### WORK TO BE COMPLETED
Scan the entries for the word "white" and return every line that has it.
· · · ·
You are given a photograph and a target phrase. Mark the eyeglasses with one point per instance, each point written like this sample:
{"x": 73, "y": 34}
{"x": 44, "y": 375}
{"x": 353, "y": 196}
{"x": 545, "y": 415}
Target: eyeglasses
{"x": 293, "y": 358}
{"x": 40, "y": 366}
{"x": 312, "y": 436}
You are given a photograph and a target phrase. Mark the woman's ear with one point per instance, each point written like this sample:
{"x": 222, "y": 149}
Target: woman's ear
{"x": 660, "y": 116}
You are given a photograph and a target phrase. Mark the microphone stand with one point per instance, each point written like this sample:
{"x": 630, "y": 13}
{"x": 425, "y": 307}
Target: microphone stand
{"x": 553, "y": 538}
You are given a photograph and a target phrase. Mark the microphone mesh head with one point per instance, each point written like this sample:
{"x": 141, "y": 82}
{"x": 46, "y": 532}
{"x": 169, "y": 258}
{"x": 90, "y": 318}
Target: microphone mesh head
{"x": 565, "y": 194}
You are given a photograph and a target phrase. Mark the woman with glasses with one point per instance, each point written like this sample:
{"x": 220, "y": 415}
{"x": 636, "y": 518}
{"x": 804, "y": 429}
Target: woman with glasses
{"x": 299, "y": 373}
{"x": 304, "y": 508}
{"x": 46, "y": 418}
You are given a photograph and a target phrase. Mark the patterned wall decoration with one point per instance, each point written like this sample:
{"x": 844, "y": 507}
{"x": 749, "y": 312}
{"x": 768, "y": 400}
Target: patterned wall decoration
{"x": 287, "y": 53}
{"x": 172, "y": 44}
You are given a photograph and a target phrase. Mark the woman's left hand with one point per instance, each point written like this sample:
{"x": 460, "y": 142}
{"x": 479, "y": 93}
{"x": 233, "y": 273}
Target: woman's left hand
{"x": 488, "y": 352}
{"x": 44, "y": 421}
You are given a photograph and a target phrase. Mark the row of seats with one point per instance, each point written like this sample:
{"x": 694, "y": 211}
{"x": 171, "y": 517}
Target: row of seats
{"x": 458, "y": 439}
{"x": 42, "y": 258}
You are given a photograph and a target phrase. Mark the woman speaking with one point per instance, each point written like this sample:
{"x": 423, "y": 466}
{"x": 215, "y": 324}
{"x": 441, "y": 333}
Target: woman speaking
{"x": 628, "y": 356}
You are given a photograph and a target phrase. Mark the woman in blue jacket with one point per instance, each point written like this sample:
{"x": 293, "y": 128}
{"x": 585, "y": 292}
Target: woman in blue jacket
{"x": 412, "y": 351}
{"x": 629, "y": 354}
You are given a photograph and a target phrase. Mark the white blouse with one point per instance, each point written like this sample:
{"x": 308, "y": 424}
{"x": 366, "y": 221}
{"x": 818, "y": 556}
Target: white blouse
· · · ·
### EXERCISE ANSWER
You are given a photograph and a target phrase. Mark the white blouse with one point per instance, each point written like this sample:
Target: white blouse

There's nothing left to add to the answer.